Recorded data:
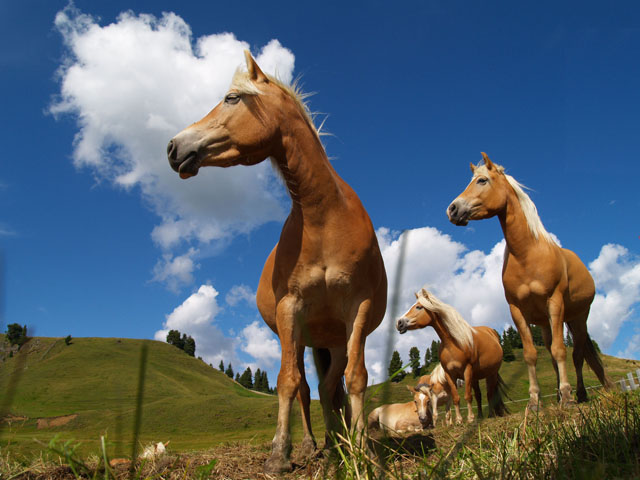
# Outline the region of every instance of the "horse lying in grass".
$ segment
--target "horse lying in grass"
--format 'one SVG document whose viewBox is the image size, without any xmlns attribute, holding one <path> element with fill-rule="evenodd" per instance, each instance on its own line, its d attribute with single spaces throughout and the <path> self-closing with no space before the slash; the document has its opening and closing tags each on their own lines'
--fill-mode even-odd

- **TASK TO COMPLETE**: Give the lines of the data above as a JSON list of strings, one string per line, with blank lines left out. Leave the pictures out of the answer.

- **WRITTEN RESPONSE**:
[
  "# Outline the region of every instance of the \"horse lying in grass\".",
  "$ segment",
  "--target \"horse lying in grass\"",
  "--format 'one SVG document whose viewBox is the image size, without any xmlns attribute, holding one <path> element with fill-rule=\"evenodd\" per instance, each instance on its own line, its d attribute with single spaces throughout and the <path> self-closing with no space before the slash; the document has its opening and closing tags each on their own lines'",
  "--fill-mode even-odd"
]